Please retype the data in full, exactly as given.

═════ Extracted records ═════

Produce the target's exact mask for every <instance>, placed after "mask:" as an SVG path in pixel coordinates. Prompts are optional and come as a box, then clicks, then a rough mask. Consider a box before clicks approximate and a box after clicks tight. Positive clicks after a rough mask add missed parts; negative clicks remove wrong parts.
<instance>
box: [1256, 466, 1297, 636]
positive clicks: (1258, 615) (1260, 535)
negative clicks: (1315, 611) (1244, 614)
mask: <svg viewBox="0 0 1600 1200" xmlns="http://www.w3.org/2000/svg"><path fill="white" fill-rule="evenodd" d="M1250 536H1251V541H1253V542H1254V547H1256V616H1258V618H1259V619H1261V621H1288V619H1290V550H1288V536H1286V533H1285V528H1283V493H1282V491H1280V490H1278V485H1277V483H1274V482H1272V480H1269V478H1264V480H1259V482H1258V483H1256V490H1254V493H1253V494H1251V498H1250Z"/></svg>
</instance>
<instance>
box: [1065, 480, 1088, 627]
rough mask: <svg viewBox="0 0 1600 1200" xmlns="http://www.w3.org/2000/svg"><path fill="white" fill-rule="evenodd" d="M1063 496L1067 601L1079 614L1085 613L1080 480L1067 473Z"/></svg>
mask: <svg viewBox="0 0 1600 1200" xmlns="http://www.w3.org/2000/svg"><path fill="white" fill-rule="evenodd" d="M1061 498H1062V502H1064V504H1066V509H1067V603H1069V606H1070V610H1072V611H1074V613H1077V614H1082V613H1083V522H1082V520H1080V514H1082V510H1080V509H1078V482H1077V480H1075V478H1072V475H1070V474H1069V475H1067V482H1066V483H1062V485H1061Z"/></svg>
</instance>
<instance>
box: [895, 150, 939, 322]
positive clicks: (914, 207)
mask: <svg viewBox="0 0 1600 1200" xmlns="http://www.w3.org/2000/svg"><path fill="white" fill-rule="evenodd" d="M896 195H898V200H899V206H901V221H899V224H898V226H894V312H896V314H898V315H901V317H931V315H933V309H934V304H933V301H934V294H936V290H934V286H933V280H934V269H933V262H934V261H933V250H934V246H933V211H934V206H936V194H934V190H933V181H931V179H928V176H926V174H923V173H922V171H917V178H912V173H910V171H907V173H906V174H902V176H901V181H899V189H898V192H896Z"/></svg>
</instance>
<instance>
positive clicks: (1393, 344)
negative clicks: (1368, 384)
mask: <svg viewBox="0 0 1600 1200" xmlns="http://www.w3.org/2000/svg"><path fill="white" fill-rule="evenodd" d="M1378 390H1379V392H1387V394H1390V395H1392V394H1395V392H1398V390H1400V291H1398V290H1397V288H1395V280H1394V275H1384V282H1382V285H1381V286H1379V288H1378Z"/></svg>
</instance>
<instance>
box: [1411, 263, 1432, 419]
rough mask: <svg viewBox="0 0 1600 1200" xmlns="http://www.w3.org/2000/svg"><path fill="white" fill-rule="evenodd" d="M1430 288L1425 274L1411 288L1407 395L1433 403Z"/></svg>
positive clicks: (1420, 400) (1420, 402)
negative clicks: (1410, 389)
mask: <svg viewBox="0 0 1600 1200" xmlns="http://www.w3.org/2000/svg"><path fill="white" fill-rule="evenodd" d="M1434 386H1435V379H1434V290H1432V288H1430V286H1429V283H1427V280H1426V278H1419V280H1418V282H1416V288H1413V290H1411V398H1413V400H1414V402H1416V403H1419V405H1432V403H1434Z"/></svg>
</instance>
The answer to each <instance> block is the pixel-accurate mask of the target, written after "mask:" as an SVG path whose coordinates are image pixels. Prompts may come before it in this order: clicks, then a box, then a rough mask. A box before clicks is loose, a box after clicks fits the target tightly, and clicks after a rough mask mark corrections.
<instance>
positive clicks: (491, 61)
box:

═════

▶ Finished task
Produce the target's exact mask for every <instance>, placed after "mask:" as an SVG path in pixel coordinates. Prompts are optional and come as a box, then clicks, then a rough mask. Consider a box before clicks approximate and a box after clicks tight. Positive clicks after a rough mask add missed parts; negative clicks remove wrong parts.
<instance>
box: [1256, 466, 1297, 636]
positive clicks: (1258, 615) (1260, 535)
negative clicks: (1315, 611) (1244, 614)
mask: <svg viewBox="0 0 1600 1200" xmlns="http://www.w3.org/2000/svg"><path fill="white" fill-rule="evenodd" d="M1250 536H1251V541H1253V542H1254V547H1256V616H1258V618H1259V619H1261V621H1288V619H1290V550H1288V536H1286V533H1285V528H1283V493H1282V491H1280V490H1278V485H1277V483H1274V482H1272V480H1269V478H1264V480H1259V482H1258V483H1256V490H1254V493H1253V494H1251V498H1250Z"/></svg>
</instance>
<instance>
box: [1065, 480, 1088, 627]
rough mask: <svg viewBox="0 0 1600 1200" xmlns="http://www.w3.org/2000/svg"><path fill="white" fill-rule="evenodd" d="M1063 496L1067 601L1079 614L1085 613L1080 480L1067 473Z"/></svg>
mask: <svg viewBox="0 0 1600 1200" xmlns="http://www.w3.org/2000/svg"><path fill="white" fill-rule="evenodd" d="M1061 498H1062V502H1064V504H1066V509H1067V603H1069V606H1070V610H1072V611H1074V613H1077V614H1082V613H1083V522H1082V520H1080V514H1082V510H1080V509H1078V482H1077V480H1075V478H1072V475H1070V474H1069V475H1067V482H1066V483H1062V485H1061Z"/></svg>
</instance>
<instance>
box: [895, 150, 939, 322]
positive clicks: (914, 207)
mask: <svg viewBox="0 0 1600 1200" xmlns="http://www.w3.org/2000/svg"><path fill="white" fill-rule="evenodd" d="M896 195H898V200H899V206H901V221H899V224H898V226H894V312H896V314H898V315H901V317H931V315H933V309H934V304H933V301H934V294H936V290H934V286H933V280H934V269H933V262H934V261H933V250H934V246H933V211H934V206H936V194H934V190H933V181H931V179H928V176H926V174H923V173H922V171H917V178H912V173H910V171H907V173H906V174H902V176H901V181H899V189H898V192H896Z"/></svg>
</instance>
<instance>
positive clicks: (1393, 344)
negative clicks: (1368, 384)
mask: <svg viewBox="0 0 1600 1200" xmlns="http://www.w3.org/2000/svg"><path fill="white" fill-rule="evenodd" d="M1378 390H1379V392H1387V394H1390V395H1392V394H1395V392H1398V390H1400V291H1398V290H1397V288H1395V280H1394V275H1384V282H1382V285H1381V286H1379V288H1378Z"/></svg>
</instance>
<instance>
box: [1411, 263, 1432, 419]
rough mask: <svg viewBox="0 0 1600 1200" xmlns="http://www.w3.org/2000/svg"><path fill="white" fill-rule="evenodd" d="M1430 288L1425 274L1411 288L1407 395L1433 403Z"/></svg>
positive clicks: (1420, 400) (1420, 402)
negative clicks: (1410, 389)
mask: <svg viewBox="0 0 1600 1200" xmlns="http://www.w3.org/2000/svg"><path fill="white" fill-rule="evenodd" d="M1434 386H1435V379H1434V290H1432V288H1430V286H1429V283H1427V280H1426V278H1419V280H1418V282H1416V288H1413V290H1411V398H1413V400H1414V402H1416V403H1419V405H1432V403H1434Z"/></svg>
</instance>
The answer to each <instance> block is the pixel-accurate mask of the target, written after "mask:" as an SVG path whose coordinates are image pixels. Prompts may come before it in this order: clicks, then a box, then a rough mask. A box before clicks is loose, a box after clicks fits the target tightly, and clicks after a rough mask mark corrections.
<instance>
positive clicks: (491, 61)
box:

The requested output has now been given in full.